● **Exercise input**:
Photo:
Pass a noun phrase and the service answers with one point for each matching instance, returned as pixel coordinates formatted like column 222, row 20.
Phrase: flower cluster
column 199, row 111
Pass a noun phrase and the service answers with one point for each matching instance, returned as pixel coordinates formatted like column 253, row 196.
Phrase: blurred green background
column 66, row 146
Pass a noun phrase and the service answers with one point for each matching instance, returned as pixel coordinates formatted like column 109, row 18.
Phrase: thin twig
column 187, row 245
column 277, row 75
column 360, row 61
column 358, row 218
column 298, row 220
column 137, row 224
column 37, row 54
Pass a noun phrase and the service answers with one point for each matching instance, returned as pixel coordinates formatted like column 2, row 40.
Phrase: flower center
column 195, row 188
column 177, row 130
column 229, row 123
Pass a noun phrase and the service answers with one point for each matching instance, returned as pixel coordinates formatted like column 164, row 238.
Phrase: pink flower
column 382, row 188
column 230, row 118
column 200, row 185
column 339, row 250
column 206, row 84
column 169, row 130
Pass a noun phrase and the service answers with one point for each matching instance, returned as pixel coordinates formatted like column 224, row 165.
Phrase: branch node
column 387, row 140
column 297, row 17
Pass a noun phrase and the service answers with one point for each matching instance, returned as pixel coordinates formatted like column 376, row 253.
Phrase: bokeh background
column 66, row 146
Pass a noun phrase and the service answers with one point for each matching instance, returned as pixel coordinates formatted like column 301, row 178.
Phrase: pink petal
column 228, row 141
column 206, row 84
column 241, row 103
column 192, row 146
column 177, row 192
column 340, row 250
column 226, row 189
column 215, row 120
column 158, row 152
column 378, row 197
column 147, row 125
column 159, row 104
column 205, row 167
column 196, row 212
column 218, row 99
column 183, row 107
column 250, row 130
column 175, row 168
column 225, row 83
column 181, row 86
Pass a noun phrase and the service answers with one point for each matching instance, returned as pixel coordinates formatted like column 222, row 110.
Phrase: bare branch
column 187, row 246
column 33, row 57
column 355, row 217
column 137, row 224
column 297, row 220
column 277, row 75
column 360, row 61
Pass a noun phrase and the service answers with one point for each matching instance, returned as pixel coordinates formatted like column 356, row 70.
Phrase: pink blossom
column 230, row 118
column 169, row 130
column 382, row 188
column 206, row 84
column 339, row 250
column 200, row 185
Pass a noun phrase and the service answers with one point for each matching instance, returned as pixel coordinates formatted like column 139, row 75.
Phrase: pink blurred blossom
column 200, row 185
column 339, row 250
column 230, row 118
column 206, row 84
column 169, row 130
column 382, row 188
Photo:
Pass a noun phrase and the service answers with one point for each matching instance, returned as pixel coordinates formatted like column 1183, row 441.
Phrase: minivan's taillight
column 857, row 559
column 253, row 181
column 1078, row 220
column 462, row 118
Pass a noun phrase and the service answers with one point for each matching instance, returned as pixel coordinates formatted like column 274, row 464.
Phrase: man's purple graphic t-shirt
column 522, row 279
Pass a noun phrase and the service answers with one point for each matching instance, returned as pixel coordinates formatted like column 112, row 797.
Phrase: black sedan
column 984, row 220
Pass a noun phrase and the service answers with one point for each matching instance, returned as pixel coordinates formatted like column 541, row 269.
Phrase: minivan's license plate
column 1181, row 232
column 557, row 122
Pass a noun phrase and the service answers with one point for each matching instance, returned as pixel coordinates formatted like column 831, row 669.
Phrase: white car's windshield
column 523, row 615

● **Your assignment**: What this exercise asks for is an exact copy of all the records.

● **Solved exercise**:
Photo:
Pass a noun phrase and the service answers with one point for each matching instance, returned as pixel coordinates formatted like column 222, row 20.
Phrase: flower cluster
column 199, row 111
Pass a noun phrase and the service answers with one point for each matching instance, returned as pixel coordinates formatted like column 253, row 196.
Phrase: blurred green background
column 66, row 146
Pass a noun phrase and the service answers with one point for each matching instance, returned as pixel coordinates formatted like column 109, row 18.
Phrase: thin twig
column 187, row 245
column 277, row 75
column 360, row 61
column 358, row 218
column 298, row 220
column 137, row 224
column 37, row 54
Pass a noun phrase and the service answers with one point for each matching instance, returned as pixel coordinates formatted like column 2, row 40.
Phrase: flower center
column 195, row 188
column 177, row 130
column 229, row 123
Pass a noun phrase and the service answers with one point for each matching instance, returned as pixel coordinates formatted like column 164, row 238.
Phrase: pink flower
column 382, row 188
column 230, row 118
column 200, row 185
column 339, row 250
column 206, row 84
column 169, row 130
Pass a noun phrase and the service answers with one point for each matching instance, returned as pixel coordinates formatted like column 224, row 165.
Phrase: branch node
column 387, row 140
column 297, row 17
Pass a noun phrase and the service answers with one point for each matching instance, returned as pixel coordinates formatted like column 376, row 253.
Phrase: bokeh background
column 66, row 146
Pass a noun phrase and the service answers with one point for each matching instance, returned as pixel coordinates formatted like column 301, row 178.
Phrase: pink petal
column 228, row 141
column 206, row 84
column 241, row 103
column 192, row 146
column 177, row 192
column 340, row 250
column 226, row 189
column 215, row 120
column 158, row 152
column 378, row 197
column 147, row 125
column 159, row 104
column 205, row 167
column 196, row 212
column 218, row 99
column 183, row 107
column 250, row 130
column 175, row 168
column 225, row 83
column 181, row 86
Pass a noun phrase and the service answers with one point for each matching instance, returned as pixel coordinates formatted like column 222, row 110.
Phrase: bare branch
column 187, row 246
column 33, row 57
column 355, row 217
column 137, row 224
column 297, row 220
column 277, row 75
column 360, row 61
Pass a noun phrase and the service answers with one point for each matching instance, returned as pixel coordinates formatted like column 356, row 70.
Phrase: pink blossom
column 230, row 118
column 169, row 130
column 382, row 188
column 206, row 84
column 339, row 250
column 200, row 185
Pass a noun phrase and the service answers with one point for each matching instance, returned as pixel coordinates formatted like column 139, row 75.
Phrase: pink blurred blossom
column 200, row 185
column 339, row 250
column 230, row 118
column 206, row 84
column 169, row 130
column 382, row 188
Photo:
Pass a noun phrase and the service answers with one point for each matching instance, returned as pixel coordinates formatted like column 1183, row 441.
Phrase: minivan's taillight
column 857, row 559
column 253, row 181
column 1078, row 220
column 462, row 118
Pass a noun phrase and the service answers with one point for each matching instance, returned as pixel coordinates formatted like column 274, row 464.
Phrase: man's purple graphic t-shirt
column 522, row 279
Pass a noun phrase and the service answers with one point for each matching instance, returned as pixel coordinates formatted like column 112, row 797.
Phrase: black sedan
column 984, row 220
Pass a noun phrase and the service answers with one point for each matching instance, returned as pixel coordinates formatted like column 541, row 269.
Phrase: minivan's license plate
column 1181, row 232
column 557, row 122
Pass a noun phrase and the service answers with one point for each matching instance, returned as pixel coordinates formatted like column 831, row 669.
Phrase: white car's windshield
column 523, row 615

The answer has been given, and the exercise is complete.